■ Exercise description ■
Locate every line in the records below that contains the word "court", and copy each such line.

+-------+

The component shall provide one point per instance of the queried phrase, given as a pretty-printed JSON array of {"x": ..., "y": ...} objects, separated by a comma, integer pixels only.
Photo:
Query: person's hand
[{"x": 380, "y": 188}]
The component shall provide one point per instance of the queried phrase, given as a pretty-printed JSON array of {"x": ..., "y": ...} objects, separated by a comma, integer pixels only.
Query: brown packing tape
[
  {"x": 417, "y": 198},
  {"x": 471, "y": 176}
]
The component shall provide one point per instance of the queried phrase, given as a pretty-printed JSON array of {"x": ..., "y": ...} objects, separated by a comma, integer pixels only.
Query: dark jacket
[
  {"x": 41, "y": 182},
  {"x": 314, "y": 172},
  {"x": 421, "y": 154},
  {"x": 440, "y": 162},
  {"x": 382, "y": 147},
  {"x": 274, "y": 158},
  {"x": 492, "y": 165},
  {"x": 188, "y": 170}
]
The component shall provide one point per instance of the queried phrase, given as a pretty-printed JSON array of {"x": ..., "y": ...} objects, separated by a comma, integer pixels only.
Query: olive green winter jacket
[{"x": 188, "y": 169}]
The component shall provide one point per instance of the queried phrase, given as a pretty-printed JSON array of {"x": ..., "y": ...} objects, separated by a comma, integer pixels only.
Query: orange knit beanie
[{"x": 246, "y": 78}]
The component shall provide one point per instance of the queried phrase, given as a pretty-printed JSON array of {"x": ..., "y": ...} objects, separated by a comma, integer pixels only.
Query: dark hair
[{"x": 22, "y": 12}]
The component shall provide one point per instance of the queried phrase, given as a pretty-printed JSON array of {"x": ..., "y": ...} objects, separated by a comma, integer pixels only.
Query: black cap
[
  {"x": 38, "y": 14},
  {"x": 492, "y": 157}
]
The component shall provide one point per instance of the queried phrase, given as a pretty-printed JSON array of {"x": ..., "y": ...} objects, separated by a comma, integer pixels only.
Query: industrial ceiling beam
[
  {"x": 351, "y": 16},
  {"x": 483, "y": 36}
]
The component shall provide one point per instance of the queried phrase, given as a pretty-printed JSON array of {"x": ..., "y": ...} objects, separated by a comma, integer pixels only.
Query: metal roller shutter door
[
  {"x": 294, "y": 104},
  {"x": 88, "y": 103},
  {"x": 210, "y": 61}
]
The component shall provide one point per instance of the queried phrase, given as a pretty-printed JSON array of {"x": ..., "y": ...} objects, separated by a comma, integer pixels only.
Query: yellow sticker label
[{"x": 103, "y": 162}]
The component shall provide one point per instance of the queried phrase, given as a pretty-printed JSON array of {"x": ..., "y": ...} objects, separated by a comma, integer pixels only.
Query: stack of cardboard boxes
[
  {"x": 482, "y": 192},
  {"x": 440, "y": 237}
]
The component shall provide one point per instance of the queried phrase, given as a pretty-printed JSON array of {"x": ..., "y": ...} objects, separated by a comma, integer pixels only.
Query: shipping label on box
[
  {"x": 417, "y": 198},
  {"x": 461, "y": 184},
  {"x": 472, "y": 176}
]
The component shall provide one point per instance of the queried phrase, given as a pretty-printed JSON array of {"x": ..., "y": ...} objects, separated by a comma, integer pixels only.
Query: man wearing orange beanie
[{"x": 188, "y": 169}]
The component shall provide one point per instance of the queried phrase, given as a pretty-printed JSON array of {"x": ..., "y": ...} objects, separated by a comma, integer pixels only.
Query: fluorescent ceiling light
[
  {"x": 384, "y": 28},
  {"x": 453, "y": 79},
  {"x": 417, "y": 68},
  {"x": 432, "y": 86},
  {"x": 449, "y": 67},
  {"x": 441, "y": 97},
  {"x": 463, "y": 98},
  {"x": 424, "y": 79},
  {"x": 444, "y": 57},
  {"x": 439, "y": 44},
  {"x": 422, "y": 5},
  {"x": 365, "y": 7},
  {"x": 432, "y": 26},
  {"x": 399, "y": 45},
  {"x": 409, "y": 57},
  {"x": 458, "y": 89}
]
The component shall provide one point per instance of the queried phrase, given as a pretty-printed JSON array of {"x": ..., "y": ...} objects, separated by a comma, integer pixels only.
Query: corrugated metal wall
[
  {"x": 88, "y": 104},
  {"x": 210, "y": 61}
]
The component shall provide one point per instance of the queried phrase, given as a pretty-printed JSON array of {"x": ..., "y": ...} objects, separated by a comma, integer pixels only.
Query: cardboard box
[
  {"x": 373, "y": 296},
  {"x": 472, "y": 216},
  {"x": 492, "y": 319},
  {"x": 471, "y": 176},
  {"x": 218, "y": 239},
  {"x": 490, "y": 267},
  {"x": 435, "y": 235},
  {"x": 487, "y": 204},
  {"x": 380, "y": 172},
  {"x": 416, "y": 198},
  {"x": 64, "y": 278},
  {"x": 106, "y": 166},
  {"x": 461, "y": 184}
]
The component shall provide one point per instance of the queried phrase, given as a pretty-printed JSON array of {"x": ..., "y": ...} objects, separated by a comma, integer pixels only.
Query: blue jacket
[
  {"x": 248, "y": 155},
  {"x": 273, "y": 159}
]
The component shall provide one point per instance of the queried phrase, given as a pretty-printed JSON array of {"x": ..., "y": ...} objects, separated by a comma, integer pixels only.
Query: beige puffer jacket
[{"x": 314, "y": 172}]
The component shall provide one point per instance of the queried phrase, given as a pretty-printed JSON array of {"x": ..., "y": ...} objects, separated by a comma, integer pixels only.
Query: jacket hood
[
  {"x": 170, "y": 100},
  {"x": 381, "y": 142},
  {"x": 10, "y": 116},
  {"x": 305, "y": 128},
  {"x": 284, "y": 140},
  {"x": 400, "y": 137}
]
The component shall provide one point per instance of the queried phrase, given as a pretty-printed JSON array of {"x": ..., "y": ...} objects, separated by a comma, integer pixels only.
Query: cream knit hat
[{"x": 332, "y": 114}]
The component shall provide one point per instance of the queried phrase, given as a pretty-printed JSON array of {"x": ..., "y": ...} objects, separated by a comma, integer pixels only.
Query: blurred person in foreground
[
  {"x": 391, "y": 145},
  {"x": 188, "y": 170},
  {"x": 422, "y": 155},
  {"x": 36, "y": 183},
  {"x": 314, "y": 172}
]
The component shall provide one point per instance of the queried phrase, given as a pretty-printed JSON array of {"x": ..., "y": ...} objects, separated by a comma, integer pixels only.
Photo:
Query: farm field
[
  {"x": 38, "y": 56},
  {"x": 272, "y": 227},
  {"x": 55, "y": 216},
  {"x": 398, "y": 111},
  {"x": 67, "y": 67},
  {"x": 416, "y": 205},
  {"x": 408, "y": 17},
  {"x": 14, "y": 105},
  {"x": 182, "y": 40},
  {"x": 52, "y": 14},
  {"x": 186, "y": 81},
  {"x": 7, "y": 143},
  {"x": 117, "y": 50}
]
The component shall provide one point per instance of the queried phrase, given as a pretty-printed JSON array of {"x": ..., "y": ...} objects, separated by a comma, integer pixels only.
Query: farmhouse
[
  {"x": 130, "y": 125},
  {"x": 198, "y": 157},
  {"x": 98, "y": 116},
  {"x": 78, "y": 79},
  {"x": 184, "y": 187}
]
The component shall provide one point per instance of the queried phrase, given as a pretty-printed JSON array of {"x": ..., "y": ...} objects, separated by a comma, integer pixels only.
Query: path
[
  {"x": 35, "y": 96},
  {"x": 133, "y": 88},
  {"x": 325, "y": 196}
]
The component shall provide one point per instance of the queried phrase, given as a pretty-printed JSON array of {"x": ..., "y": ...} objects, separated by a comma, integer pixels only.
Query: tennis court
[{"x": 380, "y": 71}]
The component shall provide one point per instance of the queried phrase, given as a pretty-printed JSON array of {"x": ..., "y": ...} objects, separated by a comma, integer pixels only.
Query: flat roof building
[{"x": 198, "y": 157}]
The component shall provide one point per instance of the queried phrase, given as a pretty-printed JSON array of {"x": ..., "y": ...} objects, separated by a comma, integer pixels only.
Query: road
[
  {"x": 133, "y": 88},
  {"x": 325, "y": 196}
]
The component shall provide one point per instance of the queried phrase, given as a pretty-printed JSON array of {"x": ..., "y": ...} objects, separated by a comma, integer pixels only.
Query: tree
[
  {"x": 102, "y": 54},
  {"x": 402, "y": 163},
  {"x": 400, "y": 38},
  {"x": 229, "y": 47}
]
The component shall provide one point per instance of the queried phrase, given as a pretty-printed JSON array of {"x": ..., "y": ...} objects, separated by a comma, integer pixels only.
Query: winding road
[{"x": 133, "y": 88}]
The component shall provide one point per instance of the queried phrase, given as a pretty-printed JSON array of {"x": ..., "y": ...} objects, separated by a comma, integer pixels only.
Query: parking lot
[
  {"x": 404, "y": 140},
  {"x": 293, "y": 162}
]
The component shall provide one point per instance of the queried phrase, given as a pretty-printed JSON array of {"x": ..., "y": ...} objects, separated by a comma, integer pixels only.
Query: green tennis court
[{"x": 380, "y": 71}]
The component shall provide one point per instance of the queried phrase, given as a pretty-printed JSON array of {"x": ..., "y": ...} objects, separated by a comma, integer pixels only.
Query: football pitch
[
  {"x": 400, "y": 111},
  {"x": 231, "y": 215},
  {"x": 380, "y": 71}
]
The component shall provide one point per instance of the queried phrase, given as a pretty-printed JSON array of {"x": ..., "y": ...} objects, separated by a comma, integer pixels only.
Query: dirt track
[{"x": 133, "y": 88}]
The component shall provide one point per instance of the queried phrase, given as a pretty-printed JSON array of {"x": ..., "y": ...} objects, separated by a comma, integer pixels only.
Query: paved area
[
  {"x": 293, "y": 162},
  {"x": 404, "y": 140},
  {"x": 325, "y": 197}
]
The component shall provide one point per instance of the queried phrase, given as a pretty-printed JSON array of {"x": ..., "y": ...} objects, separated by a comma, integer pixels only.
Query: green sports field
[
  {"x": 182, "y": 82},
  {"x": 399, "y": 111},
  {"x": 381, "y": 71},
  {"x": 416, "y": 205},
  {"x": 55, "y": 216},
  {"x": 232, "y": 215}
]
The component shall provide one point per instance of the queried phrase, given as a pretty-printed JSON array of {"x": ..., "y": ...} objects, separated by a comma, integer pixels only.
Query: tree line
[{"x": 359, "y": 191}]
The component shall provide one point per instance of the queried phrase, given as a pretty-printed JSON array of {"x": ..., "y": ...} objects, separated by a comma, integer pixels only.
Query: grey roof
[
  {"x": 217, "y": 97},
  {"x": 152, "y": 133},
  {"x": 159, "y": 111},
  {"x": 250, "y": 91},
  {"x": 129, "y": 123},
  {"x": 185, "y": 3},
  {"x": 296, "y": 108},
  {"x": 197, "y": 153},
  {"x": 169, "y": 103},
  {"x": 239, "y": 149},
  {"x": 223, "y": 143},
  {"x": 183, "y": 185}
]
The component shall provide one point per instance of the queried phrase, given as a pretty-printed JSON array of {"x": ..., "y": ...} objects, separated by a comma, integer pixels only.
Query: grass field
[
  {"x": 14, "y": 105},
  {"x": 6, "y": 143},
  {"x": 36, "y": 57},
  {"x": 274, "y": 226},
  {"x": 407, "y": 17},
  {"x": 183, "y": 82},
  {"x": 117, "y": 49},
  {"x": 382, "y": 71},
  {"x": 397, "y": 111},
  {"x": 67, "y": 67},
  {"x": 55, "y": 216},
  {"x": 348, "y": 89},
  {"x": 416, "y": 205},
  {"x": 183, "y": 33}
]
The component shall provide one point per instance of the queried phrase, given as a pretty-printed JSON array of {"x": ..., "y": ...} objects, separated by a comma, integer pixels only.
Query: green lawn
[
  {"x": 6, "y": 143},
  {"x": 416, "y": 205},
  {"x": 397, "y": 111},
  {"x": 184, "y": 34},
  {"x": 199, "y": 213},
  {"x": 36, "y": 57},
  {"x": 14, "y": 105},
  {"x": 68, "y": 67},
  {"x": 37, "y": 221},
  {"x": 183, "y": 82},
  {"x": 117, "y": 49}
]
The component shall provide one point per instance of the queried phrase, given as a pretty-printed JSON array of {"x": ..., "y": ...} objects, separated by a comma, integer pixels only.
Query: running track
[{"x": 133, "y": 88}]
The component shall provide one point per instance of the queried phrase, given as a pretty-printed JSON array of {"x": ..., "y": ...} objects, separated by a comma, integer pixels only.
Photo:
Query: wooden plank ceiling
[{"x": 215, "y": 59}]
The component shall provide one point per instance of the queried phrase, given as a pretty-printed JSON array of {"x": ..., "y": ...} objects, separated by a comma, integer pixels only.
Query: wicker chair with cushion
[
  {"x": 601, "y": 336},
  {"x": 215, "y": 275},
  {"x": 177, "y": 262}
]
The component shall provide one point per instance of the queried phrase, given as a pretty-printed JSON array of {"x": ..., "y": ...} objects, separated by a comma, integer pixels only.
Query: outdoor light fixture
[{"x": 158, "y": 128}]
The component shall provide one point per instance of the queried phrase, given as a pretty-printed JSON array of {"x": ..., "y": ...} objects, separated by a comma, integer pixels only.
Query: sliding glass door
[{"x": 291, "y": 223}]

+-------+

■ Written response ■
Query: tennis court
Query: green tennis court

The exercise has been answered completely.